▶ **PROBLEMS TO WORK ON**
A. Say whether each statement below agrees with the Zoom on tvOS review. Answer yes or no for each, and quote the deciding words from the review.
(i) The Zoom app for tvOS was released with little fanfare.
(ii) The author shows the game map in Safari next to the call.
(iii) The tvOS Zoom app can open meeting links sent by email or Slack.
B. Please return the Zoom on tvOS review's wording from "Here’s the thing: the" down to "numbers and letters.".
C. Answer these questions from the Zoom on tvOS review.
(i) Which laptop does the author use for the game calls?
(ii) Which two buttons does the tvOS Zoom app offer?
(iii) Which device does the author use to type the meeting codes?

Zoom on tvOS: Big screen video chatting needs some work

Zoom for tvOS
Your author, looking a bit like he’s trapped in a Wes Anderson movie.

Ever since the announcement earlier this year of Continuity Camera for tvOS, I’ve been looking forward to giving Zoom a try on the Apple TV. The app dropped with little fanfare earlier this month, and I finally got to give it a whirl, but the result was underwhelming, to say the least.

First, some background on my particular (and perhaps unique) situation. I play a few regular Dungeons & Dragons games with my wife and several friends via Zoom. Since my wife and I are both in the same room, it’s convenient to be able to display both the video call and our map (using Roll 20) on the big screen of our living room TV, rather than peering at a small laptop display. So I use my M1 MacBook Air, extend the desktop to my Apple TV, and then run the Zoom call and Chrome in split screen on the Apple TV.1

This approach has its downsides; for one thing, we’re looking at the TV, but since we still need to reach the trackpad and keyboard, the MacBook (and its camera) is usually on an ottoman in front of us. For another, neither the MacBook microphone nor camera are great, and it requires some awkward positioning to get everything framed up (and audible).

Offloading the call onto the Zoom app on the Apple TV while using my iPhone as the camera and mic seemed like it might simplify matters, but as so often happens with new technology, this is where things started to get sticky.

Not a joiner

The initial version of Zoom’s app on tvOS is bare-bones to say the least. Once you launch it and get your camera connected, you only have a few options: there are buttons for New Meeting and Join Meeting, and a tab that lets you view your contacts.

Here’s the thing: the way 90 percent of my Zoom calls work is by being sent a link, usually via email or Slack. Those links generally include the meeting ID and password, which are each strings of random numbers and letters.

Unfortunately, there’s no way to open those links on the Apple TV. So, instead, I have to enter the codes manually. The easiest way to do that is to use the TV Remote feature of Control Center on iOS to bring up a software keyboard, rather than laboriously entering those random characters via the Apple TV’s hardware remote. But of course, I’ve already got my phone acting as a camera and mounted atop the TV, so I have to use my iPad instead.2 When I tried this, I ran into a bug where the contextual pop-up menu with the Paste command would appear off the screen.

▶ **EXTRACTED DATA**
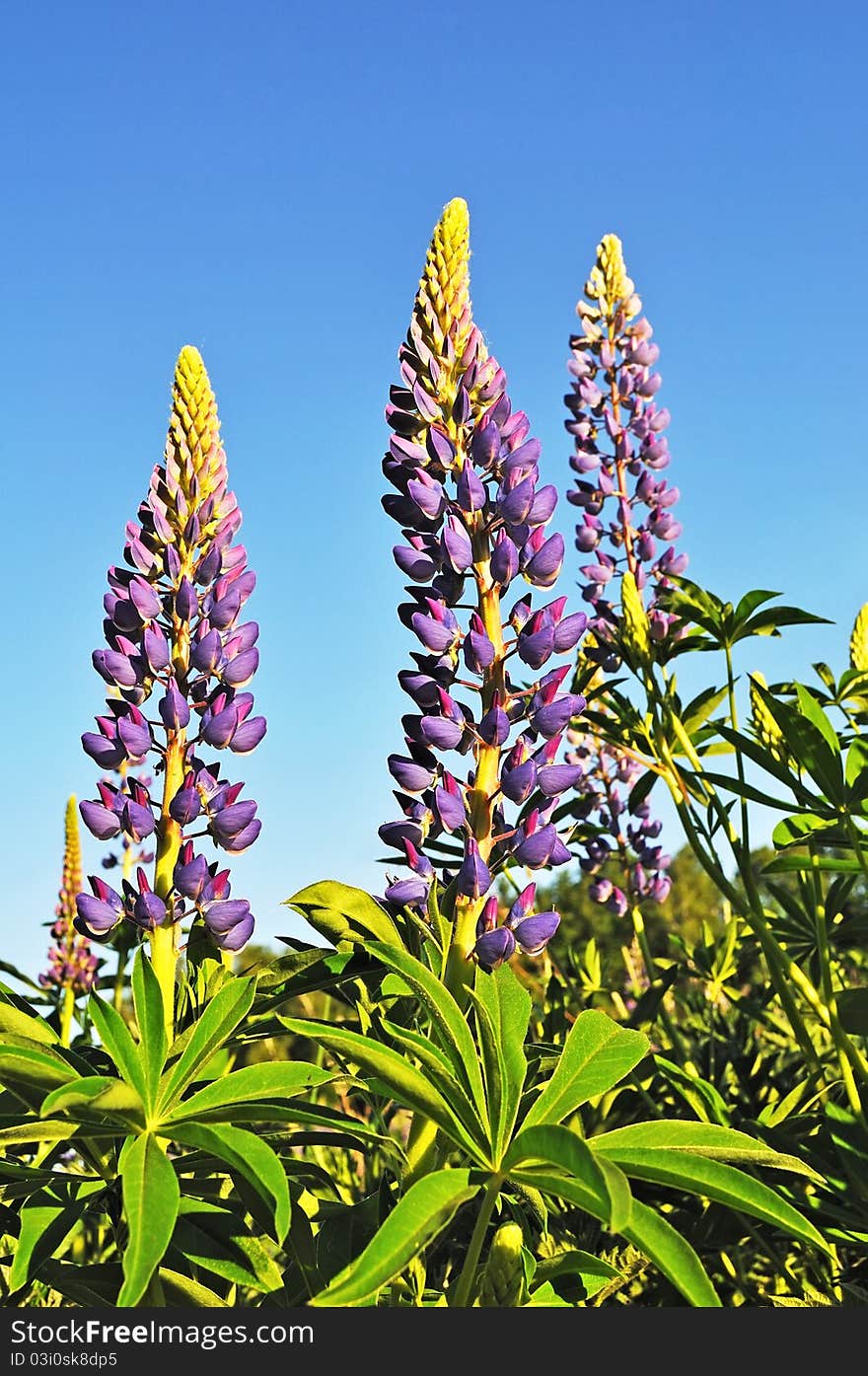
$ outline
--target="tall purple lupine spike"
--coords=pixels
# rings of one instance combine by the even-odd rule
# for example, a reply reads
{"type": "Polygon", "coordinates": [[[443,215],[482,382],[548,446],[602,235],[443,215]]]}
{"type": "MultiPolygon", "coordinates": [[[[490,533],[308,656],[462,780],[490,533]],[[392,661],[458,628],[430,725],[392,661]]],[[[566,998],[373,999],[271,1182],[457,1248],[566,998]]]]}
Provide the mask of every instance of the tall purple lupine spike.
{"type": "MultiPolygon", "coordinates": [[[[517,654],[542,669],[575,647],[587,621],[582,612],[564,619],[564,599],[534,614],[530,594],[509,614],[501,605],[519,577],[531,588],[552,588],[564,548],[560,535],[546,533],[556,493],[539,487],[539,442],[530,438],[527,416],[512,409],[503,370],[473,323],[468,264],[468,208],[454,200],[431,241],[399,351],[402,383],[387,406],[393,435],[382,462],[393,487],[382,505],[402,527],[395,561],[413,579],[400,616],[418,641],[414,669],[399,681],[424,716],[404,717],[406,751],[389,757],[403,817],[385,823],[380,835],[399,850],[410,842],[413,856],[443,834],[461,843],[444,896],[455,918],[447,967],[455,988],[469,977],[469,958],[490,970],[516,949],[519,937],[508,929],[492,936],[483,916],[492,877],[516,859],[523,835],[517,819],[508,824],[505,805],[531,799],[536,766],[519,790],[523,762],[585,706],[578,694],[561,691],[565,670],[519,688],[508,660],[517,654]],[[455,610],[466,601],[473,610],[462,626],[455,610]],[[462,689],[476,700],[462,700],[462,689]],[[516,731],[521,746],[510,746],[516,731]],[[447,765],[442,755],[450,754],[447,765]],[[461,757],[469,768],[459,783],[461,757]]],[[[569,859],[547,820],[557,801],[539,799],[547,828],[545,854],[532,856],[539,864],[569,859]]],[[[443,864],[436,852],[426,868],[413,863],[414,878],[393,881],[387,899],[424,908],[433,867],[443,864]]],[[[535,952],[556,926],[554,915],[525,929],[535,952]]]]}
{"type": "MultiPolygon", "coordinates": [[[[592,560],[581,567],[583,597],[593,607],[589,629],[594,656],[614,667],[620,614],[612,583],[627,572],[642,596],[651,638],[663,641],[673,619],[656,607],[656,590],[682,574],[686,555],[675,550],[681,524],[673,516],[680,493],[660,473],[669,466],[663,433],[670,416],[658,406],[659,348],[642,303],[627,277],[620,239],[607,234],[576,314],[582,333],[569,340],[571,391],[564,398],[574,436],[571,468],[579,476],[567,499],[582,508],[575,544],[592,560]],[[660,546],[664,546],[663,549],[660,546]]],[[[615,585],[616,586],[616,585],[615,585]]]]}
{"type": "Polygon", "coordinates": [[[81,842],[78,839],[78,812],[76,797],[66,804],[63,835],[63,871],[55,921],[51,927],[52,944],[48,948],[48,969],[40,974],[44,989],[59,995],[61,1042],[69,1046],[72,1017],[76,996],[89,993],[96,985],[99,960],[88,937],[81,936],[74,926],[76,896],[81,889],[81,842]]]}
{"type": "MultiPolygon", "coordinates": [[[[620,651],[641,659],[653,644],[666,645],[674,618],[656,604],[658,594],[688,560],[674,546],[681,534],[673,516],[678,488],[659,476],[670,461],[663,433],[670,417],[658,406],[660,377],[652,372],[659,350],[640,316],[616,235],[600,242],[585,294],[576,307],[582,333],[569,340],[574,381],[565,427],[579,475],[568,499],[585,513],[575,545],[592,556],[581,567],[583,597],[594,611],[582,655],[598,673],[616,669],[620,651]]],[[[581,769],[578,816],[590,827],[581,856],[582,870],[593,877],[590,896],[618,916],[644,900],[662,903],[670,890],[670,857],[652,843],[660,824],[647,799],[631,809],[625,802],[641,765],[581,727],[568,740],[567,762],[581,769]],[[607,861],[618,863],[623,888],[600,875],[607,861]]]]}
{"type": "Polygon", "coordinates": [[[128,567],[109,570],[107,649],[94,652],[111,689],[109,714],[83,738],[98,762],[127,773],[121,787],[102,782],[99,798],[81,804],[81,816],[99,838],[138,843],[153,835],[153,882],[133,886],[125,874],[122,893],[109,890],[114,897],[106,900],[105,881],[91,879],[92,896],[80,894],[77,903],[78,930],[92,937],[105,938],[122,919],[149,933],[166,1015],[184,918],[199,914],[228,952],[253,930],[249,905],[227,903],[227,881],[219,894],[210,882],[195,899],[176,883],[182,854],[186,864],[193,859],[184,835],[193,821],[232,853],[260,830],[256,804],[238,801],[243,784],[221,779],[210,760],[212,750],[246,754],[265,732],[264,718],[250,716],[252,695],[241,692],[259,651],[256,623],[241,623],[256,577],[243,545],[232,544],[239,526],[215,395],[201,355],[186,347],[175,370],[164,461],[154,468],[139,522],[127,527],[128,567]],[[149,757],[160,795],[129,772],[149,757]]]}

▶ **SOLVED PROBLEMS**
A.
(i) Yes: "The app dropped with little fanfare earlier this month"
(ii) No: "run the Zoom call and Chrome in split screen on the Apple TV"
(iii) No: "there’s no way to open those links on the Apple TV"

B.
Here’s the thing: the way 90 percent of my Zoom calls work is by being sent a link, usually via email or Slack. Those links generally include the meeting ID and password, which are each strings of random numbers and letters.

C.
(i) An M1 MacBook Air
(ii) New Meeting and Join Meeting
(iii) An iPad